TASK TO CARRY OUT: Write out the material below verbatim, every line in its original order, with nothing altered, added, or left out.

* * * * * * *

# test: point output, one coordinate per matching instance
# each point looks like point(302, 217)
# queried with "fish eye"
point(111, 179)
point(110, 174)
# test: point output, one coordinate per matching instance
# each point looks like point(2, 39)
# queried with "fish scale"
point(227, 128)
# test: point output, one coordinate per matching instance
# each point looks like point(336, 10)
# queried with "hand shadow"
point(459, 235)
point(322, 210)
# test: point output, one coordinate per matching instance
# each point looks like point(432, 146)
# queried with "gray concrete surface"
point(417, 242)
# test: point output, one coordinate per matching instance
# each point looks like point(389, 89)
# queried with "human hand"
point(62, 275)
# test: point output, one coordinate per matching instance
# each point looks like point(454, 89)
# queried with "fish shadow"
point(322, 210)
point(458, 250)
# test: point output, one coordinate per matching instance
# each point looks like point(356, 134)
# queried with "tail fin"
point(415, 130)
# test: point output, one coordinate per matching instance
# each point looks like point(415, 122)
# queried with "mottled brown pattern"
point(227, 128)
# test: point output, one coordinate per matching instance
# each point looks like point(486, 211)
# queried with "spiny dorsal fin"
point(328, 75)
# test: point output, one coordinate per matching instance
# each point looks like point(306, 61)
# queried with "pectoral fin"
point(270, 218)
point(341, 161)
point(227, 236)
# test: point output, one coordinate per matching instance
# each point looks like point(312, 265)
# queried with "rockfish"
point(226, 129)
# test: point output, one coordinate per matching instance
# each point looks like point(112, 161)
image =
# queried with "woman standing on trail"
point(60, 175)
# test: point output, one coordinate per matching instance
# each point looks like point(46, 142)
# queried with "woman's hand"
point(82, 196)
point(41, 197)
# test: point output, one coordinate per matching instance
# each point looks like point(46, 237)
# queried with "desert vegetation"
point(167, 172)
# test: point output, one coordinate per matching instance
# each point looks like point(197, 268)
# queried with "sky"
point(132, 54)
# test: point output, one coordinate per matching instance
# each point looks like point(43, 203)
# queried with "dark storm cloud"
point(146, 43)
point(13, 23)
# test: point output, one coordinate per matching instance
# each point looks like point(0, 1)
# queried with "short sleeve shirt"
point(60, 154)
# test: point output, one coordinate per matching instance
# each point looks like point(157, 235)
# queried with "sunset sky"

* * * * * * *

OUTPUT OF THE TASK:
# test: point output, one coordinate per matching instance
# each point looks like point(302, 217)
# queried with "fish eye"
point(111, 179)
point(110, 174)
# test: point output, one coordinate per matching instance
# each point looks like point(2, 39)
# queried with "fish scale"
point(227, 128)
# test: point output, one coordinate per matching instance
# each point looks like point(336, 10)
# queried with "hand shadow"
point(459, 235)
point(322, 210)
# test: point output, one coordinate per matching instance
# each point looks like point(432, 146)
# queried with "gray concrete surface"
point(417, 242)
# test: point output, one coordinate per matching instance
# each point looks like point(389, 89)
# queried with "human hand"
point(62, 275)
# test: point output, one coordinate per matching instance
# each point looks like point(454, 89)
# queried with "fish shadow"
point(322, 210)
point(458, 250)
# test: point output, one coordinate per matching instance
# each point looks like point(356, 134)
# queried with "tail fin"
point(415, 130)
# test: point output, one coordinate per matching instance
# each point looks like point(415, 122)
# queried with "mottled brown pattern"
point(227, 128)
# test: point output, one coordinate per matching instance
# each point looks like point(486, 211)
# queried with "spiny dorsal fin"
point(328, 75)
# test: point output, one coordinate per matching instance
# each point looks like point(306, 61)
# queried with "pectoral fin"
point(270, 218)
point(341, 161)
point(227, 236)
# test: point output, one coordinate per matching instance
# each point looks like point(312, 265)
# queried with "rockfish"
point(226, 129)
# test: point output, one coordinate per matching instance
# each point looks like point(112, 161)
image =
# queried with "woman standing on trail"
point(60, 175)
# test: point output, one coordinate per matching instance
# each point looks like point(46, 142)
# queried with "woman's hand"
point(82, 196)
point(41, 197)
# test: point output, one coordinate per matching instance
# each point looks like point(46, 237)
# queried with "desert vegetation"
point(167, 172)
# test: point output, one coordinate per matching instance
# each point looks like point(197, 268)
# queried with "sky"
point(132, 54)
# test: point output, one coordinate per matching instance
# each point looks like point(43, 203)
# queried with "dark storm cloud"
point(146, 43)
point(13, 23)
# test: point output, one coordinate per matching instance
# each point looks like point(0, 1)
# queried with "short sleeve shirt"
point(60, 154)
# test: point output, one coordinate per matching instance
# each point looks like point(157, 235)
# queried with "sunset sky"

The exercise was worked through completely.